◆ **What is expected**:
Your task is to extract every line from the material below exactly.

===============

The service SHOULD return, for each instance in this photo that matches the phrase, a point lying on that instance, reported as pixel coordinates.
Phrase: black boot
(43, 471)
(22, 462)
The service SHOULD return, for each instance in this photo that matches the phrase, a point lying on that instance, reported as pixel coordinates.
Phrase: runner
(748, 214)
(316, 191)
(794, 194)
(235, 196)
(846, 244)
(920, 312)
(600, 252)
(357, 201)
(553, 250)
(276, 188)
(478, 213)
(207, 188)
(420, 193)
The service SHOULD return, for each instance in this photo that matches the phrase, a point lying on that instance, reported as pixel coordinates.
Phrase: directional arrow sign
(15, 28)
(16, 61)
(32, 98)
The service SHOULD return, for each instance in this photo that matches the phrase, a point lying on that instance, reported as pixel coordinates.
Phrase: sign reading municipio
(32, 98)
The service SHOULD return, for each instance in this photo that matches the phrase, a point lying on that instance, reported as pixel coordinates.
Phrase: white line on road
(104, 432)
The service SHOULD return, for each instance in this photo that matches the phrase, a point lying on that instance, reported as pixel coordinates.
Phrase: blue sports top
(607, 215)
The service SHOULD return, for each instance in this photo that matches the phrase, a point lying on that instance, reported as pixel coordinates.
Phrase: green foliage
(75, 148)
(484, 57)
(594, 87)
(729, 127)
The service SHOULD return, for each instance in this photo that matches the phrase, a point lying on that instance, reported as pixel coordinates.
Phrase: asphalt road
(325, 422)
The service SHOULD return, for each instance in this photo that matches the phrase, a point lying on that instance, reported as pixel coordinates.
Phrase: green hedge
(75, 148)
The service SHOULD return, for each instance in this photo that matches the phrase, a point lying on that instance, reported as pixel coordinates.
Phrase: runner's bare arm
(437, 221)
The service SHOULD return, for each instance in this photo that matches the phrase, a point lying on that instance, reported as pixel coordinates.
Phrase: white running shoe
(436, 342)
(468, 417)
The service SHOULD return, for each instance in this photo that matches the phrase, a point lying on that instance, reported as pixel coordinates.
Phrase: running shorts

===============

◆ **Expected output**:
The service SHOULD return, for each instance in this photo that matches the phrase, a point lying on that instance, reported as pixel coordinates.
Phrase: black boot
(43, 471)
(22, 462)
The service SHOULD return, for each instance in this photo that matches the phrase, a point lying on that instance, reported as pixel coordinates.
Phrase: runner
(748, 214)
(316, 191)
(794, 194)
(235, 196)
(846, 244)
(920, 312)
(600, 252)
(357, 201)
(553, 250)
(276, 188)
(478, 213)
(207, 188)
(420, 193)
The service SHOULD return, for each instance in this photo that matches the phrase, a point lying on that instance, reported as pixel coordinates.
Phrase: directional arrow sign
(15, 28)
(16, 61)
(32, 98)
The service SHOULD return, for each instance in this photo that matches the phrase, a point lying on that instance, reported as pixel coordinates.
Phrase: sign reading municipio
(32, 98)
The service SHOULD return, for each instance in this photo that matches the phrase, a point lying on that instance, reported as pixel coordinates.
Phrase: white line on road
(104, 432)
The service SHOULD return, for each instance in this photo that matches the phrase, a point lying on that instance, reported as pixel coordinates.
Phrase: blue sports top
(607, 215)
The service SHOULD return, for each instance in this photo that matches the phrase, a point lying on that instance, reported as pixel coordinates.
Phrase: green foliage
(75, 148)
(484, 57)
(594, 87)
(729, 127)
The service SHOULD return, for each instance in this photo that matches the phrase, a point lying on that instance, reported as pixel coordinates.
Phrase: asphalt road
(325, 422)
The service SHOULD return, for each instance in this photo that matches the phrase, a point lying on that instance, reported as pixel coordinates.
Phrase: green hedge
(75, 148)
The service SHOULD return, for each instance in this photo that matches the phrase, a point lying on that instance, reported as pixel coordinates.
Phrase: runner's bare arm
(437, 221)
The service SHOULD return, for each instance in this photo that matches the phrase, a point lying on that instance, reported as pixel coordinates.
Phrase: white running shoe
(436, 342)
(468, 417)
The service SHOULD return, for each instance in this photo that matches the phrase, a point lying on that instance, reported as pixel coordinates.
Phrase: running shorts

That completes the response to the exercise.